──────── EXTRACT PROVIDED ────────

Why do I never crave carrots or broccoli at midnight? Why is it always some unhealthy shit like Taco Bell or pizza?
🎵 so no one told you life was gonna be this waaaaaay… 🎵
what if linguini from ratatouille was having sex and the girl pulled his hair and he started cooking spaghetti
Sometimes my kids are so cute it hurts my heart just to look at them.
Other times they’re awake.
This holiday season, make sure to confront your family about current issues like for example: how they choose to pronounce “pecans”.
[at art museum]
Security: WHAT ARE YOU DOING?
Me: It needs more yellow
Me: I want to do unspeakable things to you.
Her: Tell me…
Me: Do you know what unspeakable means Lydia?
When I was younger I used to learn a new word and then find ways to awkwardly shoehorn it into conversation. Talk about a classic bildungsroman.
robber: give me all the cheddar or i’ll shoot
me: here take my wallet i don’t want trouble
robber: no i just need cheese for my ham sandwich
me: what do you think is in my wallet
[grocery store]
me: *reaches for the last big pot pie*
little old lady: *reaches for the last big pot pie*
[kill bill sirens]
9 out of 7 people can’t do fractions
The human body can do all these cool restorative things, but don’t you dare swallow a drop of water incorrectly, because it may decide to just end you right there.
If the person responsible for taking all the teaspoons in the house could return them to the drawer by lunchtime, nothing more will be said about it.
is this meant to deter me
6-year-old: I have a spelling test tomorrow.
Me: What do you have to spell?
6: Words, probably.
Optimist: The cup is half full.
Pessimist: The cup is half empty.
Taxidermist: The cup was empty, but I stuffed it full again.
Bigamist: I think this is Rachel’s cup. Or Amy’s. Maybe Susan’s?
Alarmist: Someone drank out of my cup! Watch out for thirsty burglars, people!

──────── RAW DATA ────────

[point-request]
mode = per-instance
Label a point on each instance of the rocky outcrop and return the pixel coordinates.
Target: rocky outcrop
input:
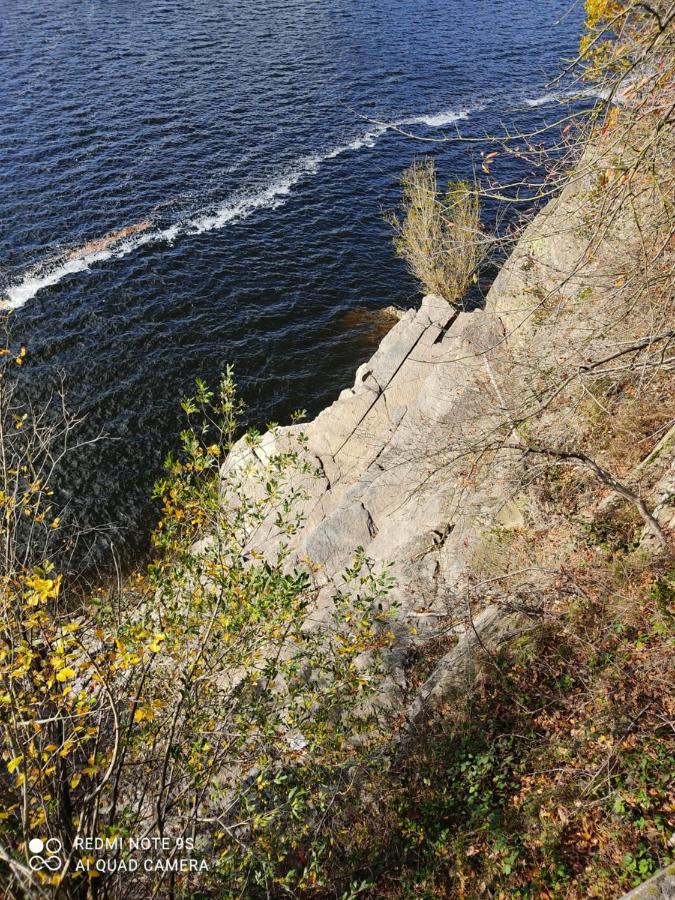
(660, 887)
(414, 461)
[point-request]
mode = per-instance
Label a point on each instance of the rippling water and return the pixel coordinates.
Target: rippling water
(251, 147)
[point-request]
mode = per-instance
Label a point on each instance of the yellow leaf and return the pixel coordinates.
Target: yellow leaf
(155, 645)
(65, 673)
(14, 764)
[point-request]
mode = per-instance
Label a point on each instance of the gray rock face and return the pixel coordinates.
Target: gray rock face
(660, 887)
(412, 456)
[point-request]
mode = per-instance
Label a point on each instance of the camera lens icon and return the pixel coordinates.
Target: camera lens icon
(51, 860)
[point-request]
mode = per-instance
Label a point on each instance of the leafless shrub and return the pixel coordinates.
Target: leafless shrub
(439, 236)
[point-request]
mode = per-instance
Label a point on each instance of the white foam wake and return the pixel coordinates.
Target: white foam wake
(441, 119)
(234, 209)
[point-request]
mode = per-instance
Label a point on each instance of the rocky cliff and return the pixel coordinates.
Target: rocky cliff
(427, 461)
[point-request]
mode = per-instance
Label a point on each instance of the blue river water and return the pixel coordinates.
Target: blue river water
(189, 184)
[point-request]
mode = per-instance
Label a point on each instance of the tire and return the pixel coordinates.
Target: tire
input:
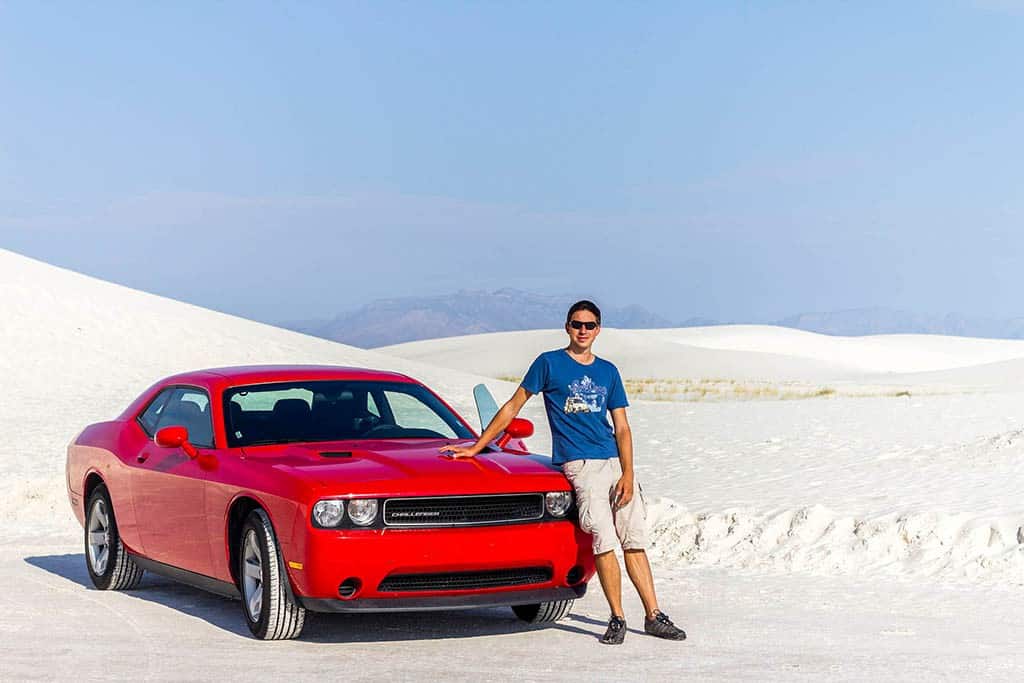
(544, 612)
(111, 567)
(270, 611)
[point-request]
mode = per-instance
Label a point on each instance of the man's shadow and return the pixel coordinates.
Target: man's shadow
(226, 614)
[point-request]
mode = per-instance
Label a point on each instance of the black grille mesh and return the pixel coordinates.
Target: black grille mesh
(466, 510)
(463, 581)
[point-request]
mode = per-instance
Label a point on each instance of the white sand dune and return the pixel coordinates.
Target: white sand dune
(921, 489)
(75, 350)
(734, 351)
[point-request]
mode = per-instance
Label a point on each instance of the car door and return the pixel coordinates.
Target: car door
(168, 486)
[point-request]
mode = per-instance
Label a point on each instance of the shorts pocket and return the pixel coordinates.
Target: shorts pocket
(573, 468)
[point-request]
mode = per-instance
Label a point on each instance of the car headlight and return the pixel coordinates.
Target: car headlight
(329, 513)
(558, 503)
(363, 511)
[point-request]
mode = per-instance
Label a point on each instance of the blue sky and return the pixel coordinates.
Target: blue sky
(740, 162)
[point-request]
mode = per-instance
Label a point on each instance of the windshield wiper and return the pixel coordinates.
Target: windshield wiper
(271, 441)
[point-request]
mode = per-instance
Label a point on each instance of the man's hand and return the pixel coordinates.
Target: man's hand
(459, 451)
(624, 492)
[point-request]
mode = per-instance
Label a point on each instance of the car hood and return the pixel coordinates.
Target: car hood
(409, 467)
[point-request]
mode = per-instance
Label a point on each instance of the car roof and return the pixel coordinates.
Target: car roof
(262, 374)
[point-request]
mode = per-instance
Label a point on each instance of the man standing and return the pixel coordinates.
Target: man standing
(597, 458)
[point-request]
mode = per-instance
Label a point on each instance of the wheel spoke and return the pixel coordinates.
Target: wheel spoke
(253, 570)
(255, 604)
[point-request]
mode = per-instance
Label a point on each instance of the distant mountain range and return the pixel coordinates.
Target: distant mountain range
(411, 318)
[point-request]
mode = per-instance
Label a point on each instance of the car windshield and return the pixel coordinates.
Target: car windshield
(332, 411)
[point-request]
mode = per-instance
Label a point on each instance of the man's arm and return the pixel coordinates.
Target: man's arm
(503, 418)
(624, 439)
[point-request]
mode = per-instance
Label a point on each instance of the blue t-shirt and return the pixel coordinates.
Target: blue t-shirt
(578, 398)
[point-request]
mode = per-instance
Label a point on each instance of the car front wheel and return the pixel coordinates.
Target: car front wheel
(111, 567)
(269, 610)
(544, 612)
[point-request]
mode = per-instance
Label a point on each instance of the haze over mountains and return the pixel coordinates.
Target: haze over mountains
(396, 321)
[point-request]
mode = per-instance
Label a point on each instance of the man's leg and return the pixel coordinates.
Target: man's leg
(611, 580)
(638, 568)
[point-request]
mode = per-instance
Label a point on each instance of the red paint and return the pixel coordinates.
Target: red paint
(173, 505)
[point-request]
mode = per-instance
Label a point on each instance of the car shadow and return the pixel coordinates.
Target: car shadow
(226, 614)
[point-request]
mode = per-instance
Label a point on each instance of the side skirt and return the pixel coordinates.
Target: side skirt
(190, 578)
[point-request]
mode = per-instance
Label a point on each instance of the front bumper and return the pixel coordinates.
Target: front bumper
(463, 601)
(320, 561)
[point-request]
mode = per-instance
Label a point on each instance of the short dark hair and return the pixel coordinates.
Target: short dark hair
(584, 305)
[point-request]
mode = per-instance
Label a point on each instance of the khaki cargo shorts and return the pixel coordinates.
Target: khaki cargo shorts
(594, 481)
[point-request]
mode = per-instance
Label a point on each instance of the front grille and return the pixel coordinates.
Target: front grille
(464, 581)
(463, 510)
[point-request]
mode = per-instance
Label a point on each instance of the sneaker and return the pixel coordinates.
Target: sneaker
(663, 627)
(615, 633)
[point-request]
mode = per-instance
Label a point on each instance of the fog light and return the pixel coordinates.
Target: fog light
(349, 587)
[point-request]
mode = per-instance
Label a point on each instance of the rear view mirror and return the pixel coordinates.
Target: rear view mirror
(518, 428)
(173, 437)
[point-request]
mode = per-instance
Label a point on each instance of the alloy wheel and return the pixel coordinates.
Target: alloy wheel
(99, 537)
(252, 580)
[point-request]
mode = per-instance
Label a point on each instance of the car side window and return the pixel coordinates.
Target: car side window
(151, 416)
(189, 408)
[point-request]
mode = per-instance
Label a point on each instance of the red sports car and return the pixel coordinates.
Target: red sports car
(323, 488)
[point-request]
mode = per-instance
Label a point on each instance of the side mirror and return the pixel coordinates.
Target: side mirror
(518, 428)
(173, 437)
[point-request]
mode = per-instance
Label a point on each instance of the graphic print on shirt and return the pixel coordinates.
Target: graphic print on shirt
(585, 396)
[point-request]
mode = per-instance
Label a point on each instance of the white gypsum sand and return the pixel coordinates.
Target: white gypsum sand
(836, 537)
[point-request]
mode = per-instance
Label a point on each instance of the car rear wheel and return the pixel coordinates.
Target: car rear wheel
(270, 611)
(111, 567)
(544, 612)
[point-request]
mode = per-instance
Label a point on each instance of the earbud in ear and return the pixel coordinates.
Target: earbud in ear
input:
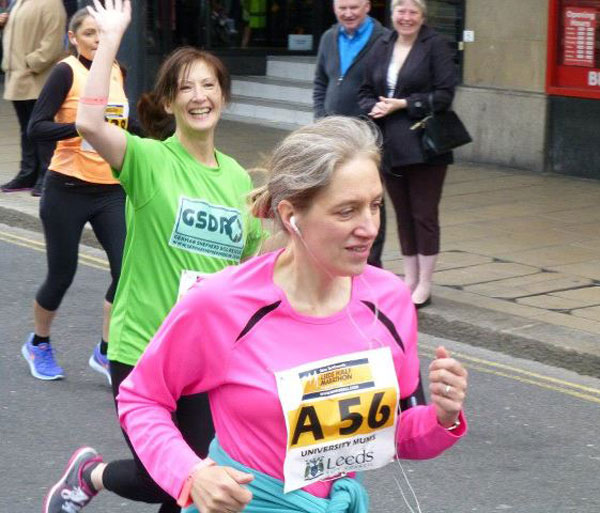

────────

#### [PARTS OF THE EXERCISE]
(1) In the collection of jokes above, what does the 6-year-old say they will have to spell on tomorrow's test?
(2) Extend the collection of jokes above by writing a few more short one-liners and dialogues in the same style.

#### [ANSWERS GIVEN]
(1) "Words, probably."

(2)
[the purge alarm blares in the distance]
ME: *adds a 13th item in the express line at the grocery store*
Me, in my bathroom looking at a medication that was made by a company that went out of business in 2007: I can find a use for this.
A Scottish vampire aka a McMorbius
When I die, I want to donate my hands and feet to become the hands and feet of a snowman so people will think “Wow that snowman has a person inside!” But as it slowly melts they will realize that it’s just my severed hands and feet.
ME: you know what they say, curiosity killed the cat
CAT: that’s awful why would they say that?
ME: really?
CAT: *dies*
I should have known a van giving away free cheesy tater tots was too good to be true.
The most unrealistic part of The X Files was how no one got called into a budget meeting. It’s a government agency for crying out loud
Nobody ever asked me to prove that I’m not an elephant, but I once lost an argument about being a french poodle
me: “im confused, run that by me again”
doctor: “you do not need to bring your cat to the hospital, that’s just what we call the machine”
Me: Do you want to sign up for dance in the fall?
7: Yeah!!
Me: Which classes do you like best?
7: I don’t really like any of them. I just like dance because you get free costumes at the end.
Me:
7:
Me:
7:
Me: *blinks* I’m sorry, did you say free?